• THE PROBLEM
Filter the lines below, copying out every one that contains the word "illuminated".

• MATERIAL FOR THIS EXERCISE
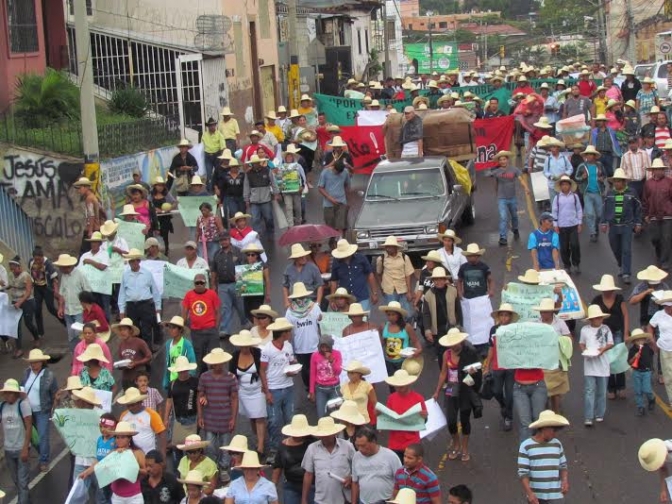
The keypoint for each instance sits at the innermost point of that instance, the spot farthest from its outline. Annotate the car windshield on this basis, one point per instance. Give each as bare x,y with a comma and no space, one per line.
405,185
...
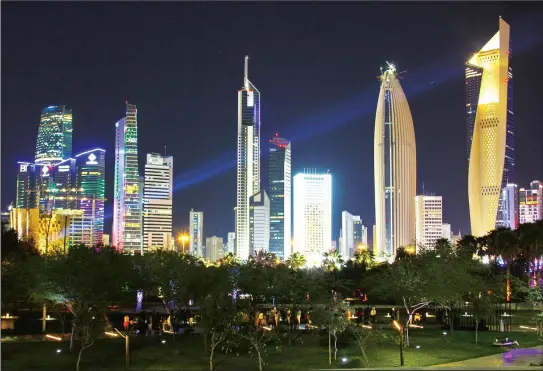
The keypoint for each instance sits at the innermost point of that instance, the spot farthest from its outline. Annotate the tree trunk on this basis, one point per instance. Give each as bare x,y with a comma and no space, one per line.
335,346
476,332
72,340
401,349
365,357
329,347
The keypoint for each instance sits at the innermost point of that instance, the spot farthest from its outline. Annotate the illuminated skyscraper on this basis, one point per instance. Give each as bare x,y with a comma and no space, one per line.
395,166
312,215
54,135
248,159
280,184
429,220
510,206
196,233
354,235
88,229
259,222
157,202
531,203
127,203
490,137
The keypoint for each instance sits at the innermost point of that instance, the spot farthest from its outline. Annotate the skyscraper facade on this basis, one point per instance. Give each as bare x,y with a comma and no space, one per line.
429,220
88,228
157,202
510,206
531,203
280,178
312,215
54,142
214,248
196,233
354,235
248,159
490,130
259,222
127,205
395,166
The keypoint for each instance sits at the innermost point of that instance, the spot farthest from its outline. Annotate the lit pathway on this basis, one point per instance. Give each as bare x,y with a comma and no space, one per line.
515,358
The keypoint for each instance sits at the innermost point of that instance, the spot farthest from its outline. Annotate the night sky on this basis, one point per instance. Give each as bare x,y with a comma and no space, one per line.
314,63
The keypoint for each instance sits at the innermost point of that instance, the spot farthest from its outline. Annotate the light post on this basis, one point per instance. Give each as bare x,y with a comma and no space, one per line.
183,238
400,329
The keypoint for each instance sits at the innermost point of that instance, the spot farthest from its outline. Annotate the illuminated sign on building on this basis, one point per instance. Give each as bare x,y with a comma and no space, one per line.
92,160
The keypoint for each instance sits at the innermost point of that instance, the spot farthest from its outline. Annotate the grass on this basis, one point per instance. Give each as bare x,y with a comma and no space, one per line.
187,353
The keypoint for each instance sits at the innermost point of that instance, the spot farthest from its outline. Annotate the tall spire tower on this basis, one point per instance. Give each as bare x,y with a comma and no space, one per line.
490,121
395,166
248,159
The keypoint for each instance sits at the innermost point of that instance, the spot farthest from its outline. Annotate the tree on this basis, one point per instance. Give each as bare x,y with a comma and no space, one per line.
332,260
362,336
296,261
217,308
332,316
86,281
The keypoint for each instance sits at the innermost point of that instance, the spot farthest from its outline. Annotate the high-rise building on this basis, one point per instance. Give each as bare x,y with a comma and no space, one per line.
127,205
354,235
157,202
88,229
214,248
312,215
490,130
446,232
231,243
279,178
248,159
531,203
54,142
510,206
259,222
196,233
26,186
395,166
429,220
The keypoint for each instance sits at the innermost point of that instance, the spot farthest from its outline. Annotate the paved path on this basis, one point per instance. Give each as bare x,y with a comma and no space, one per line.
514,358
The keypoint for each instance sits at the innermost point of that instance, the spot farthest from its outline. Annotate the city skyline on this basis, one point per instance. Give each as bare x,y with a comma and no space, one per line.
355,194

• FINAL RESULT
The keypoint for each instance sits at the innermost point of that instance, the spot farthest from its outline. Annotate the illuminated skyscraper on this basis, one point per instance. Give each as bare x,y with a comma and no space, one per line.
The keypoint for each instance sits at the innermost point of that instance, the spot farthest from its outline. Annotate the illuminated sign on building on this basis, one point per instance. Give each as bare x,y with a comma and no space, one per line.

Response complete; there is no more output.